---------- PASSAGE SHOWN ----------

First, we will explore the functionality of each of the three microservices. Then, we will examine how they share state change events using Kafka. Each storefront service is built using Spring Boot 2.0 and Gradle. Each Spring Boot service includes Spring Data RESTSpring Data MongoDBSpring for Apache KafkaSpring Cloud SleuthSpringFox, Spring Cloud Netflix Eureka, and Spring Boot Actuator. For simplicity, Kafka Streams and the use of Spring Cloud Stream is not part of this post.

Code samples in this post are displayed as Gists, which may not display correctly on some mobile and social media browsers. Links to gists are also provided.

Accounts Service

The Accounts service is responsible for managing basic customer information, such as name, contact information, addresses, and credit cards for purchases. A partial view of the data model for the Accounts service is shown below. This cluster of domain objects represents the Customer Account Aggregate.

accounts-diagram

The Customer class, the Accounts service’s primary data entity, is persisted in the Accounts MongoDB database. A Customer, represented as a BSON document in the customer.accounts database collection, looks as follows (gist).

Along with the primary Customer entity, the Accounts service contains a CustomerChangeEvent class. As a Kafka producer, the Accounts service uses the CustomerChangeEvent domain event object to carry state information about the client the Accounts service wishes to share when a new customer is added, or a change is made to an existing customer. The CustomerChangeEvent object is not an exact duplicate of the Customer object. For example, the CustomerChangeEvent object does not share sensitive credit card information with other message Consumers (the CreditCard data object).

---------- DATA EXTRACT ----------

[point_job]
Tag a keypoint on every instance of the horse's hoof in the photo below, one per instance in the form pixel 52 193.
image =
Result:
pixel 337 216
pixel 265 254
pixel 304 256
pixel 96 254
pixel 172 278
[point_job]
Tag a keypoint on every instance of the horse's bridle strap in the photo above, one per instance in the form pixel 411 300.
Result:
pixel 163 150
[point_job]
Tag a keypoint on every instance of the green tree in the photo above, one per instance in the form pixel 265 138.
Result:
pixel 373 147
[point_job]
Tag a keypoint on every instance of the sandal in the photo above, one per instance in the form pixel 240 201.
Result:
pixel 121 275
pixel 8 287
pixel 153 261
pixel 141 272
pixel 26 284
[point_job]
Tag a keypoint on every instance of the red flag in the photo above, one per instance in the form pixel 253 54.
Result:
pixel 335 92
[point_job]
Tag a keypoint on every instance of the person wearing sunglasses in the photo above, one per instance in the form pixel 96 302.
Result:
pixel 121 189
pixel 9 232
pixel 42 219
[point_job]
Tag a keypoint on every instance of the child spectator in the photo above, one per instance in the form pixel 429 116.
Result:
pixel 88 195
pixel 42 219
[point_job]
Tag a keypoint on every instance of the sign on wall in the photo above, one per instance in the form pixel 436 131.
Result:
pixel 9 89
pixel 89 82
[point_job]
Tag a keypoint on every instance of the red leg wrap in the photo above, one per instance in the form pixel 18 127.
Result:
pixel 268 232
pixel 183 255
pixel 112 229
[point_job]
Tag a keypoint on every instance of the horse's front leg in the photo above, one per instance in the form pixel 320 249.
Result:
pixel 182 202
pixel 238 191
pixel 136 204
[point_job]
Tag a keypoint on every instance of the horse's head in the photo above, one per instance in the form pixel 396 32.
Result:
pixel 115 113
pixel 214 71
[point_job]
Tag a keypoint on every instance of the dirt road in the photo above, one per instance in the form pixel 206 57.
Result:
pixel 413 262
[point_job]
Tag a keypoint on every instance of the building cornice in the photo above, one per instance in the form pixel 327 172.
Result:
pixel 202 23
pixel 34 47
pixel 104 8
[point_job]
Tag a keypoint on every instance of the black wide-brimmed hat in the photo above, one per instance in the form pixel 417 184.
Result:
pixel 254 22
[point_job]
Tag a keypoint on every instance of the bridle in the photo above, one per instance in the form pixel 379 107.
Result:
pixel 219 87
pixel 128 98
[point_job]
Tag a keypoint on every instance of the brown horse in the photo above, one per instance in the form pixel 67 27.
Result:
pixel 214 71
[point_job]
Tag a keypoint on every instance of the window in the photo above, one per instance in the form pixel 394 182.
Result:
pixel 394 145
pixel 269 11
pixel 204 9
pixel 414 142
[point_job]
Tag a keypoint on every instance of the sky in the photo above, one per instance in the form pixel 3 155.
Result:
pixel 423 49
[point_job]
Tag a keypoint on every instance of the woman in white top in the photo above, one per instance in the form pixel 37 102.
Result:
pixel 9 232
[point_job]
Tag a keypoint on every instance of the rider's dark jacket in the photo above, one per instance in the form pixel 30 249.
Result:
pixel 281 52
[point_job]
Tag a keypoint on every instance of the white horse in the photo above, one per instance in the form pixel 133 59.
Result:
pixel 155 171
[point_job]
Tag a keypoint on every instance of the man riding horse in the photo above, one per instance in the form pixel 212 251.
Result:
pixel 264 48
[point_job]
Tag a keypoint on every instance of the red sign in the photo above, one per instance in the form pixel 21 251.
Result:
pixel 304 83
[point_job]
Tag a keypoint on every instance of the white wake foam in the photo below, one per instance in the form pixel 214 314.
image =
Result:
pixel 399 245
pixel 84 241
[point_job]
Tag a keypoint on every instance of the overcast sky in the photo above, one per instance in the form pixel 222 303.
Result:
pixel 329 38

----------

- SET EXERCISE 1: In the microservices passage, condense the paragraph that begins "Along with the primary Customer entity" into a short bulleted list that keeps its main facts.
- SET EXERCISE 2: Reproduce word for word the stretch of the microservices passage from "The Customer class, the" through "CreditCard data object).".
You won't need the lines for these tasks.

- TASK SOLUTION 1:
- Besides its primary Customer entity, the Accounts service contains a CustomerChangeEvent class.
- Acting as a Kafka producer, the Accounts service uses this domain event object to carry the client state information it wants to share when a customer is added or an existing one is changed.
- The CustomerChangeEvent object is not an exact duplicate of the Customer object. For example, it withholds sensitive credit card information (the CreditCard data object) from other message consumers.

- TASK SOLUTION 2:
The Customer class, the Accounts service’s primary data entity, is persisted in the Accounts MongoDB database. A Customer, represented as a BSON document in the customer.accounts database collection, looks as follows (gist).

Along with the primary Customer entity, the Accounts service contains a CustomerChangeEvent class. As a Kafka producer, the Accounts service uses the CustomerChangeEvent domain event object to carry state information about the client the Accounts service wishes to share when a new customer is added, or a change is made to an existing customer. The CustomerChangeEvent object is not an exact duplicate of the Customer object. For example, the CustomerChangeEvent object does not share sensitive credit card information with other message Consumers (the CreditCard data object).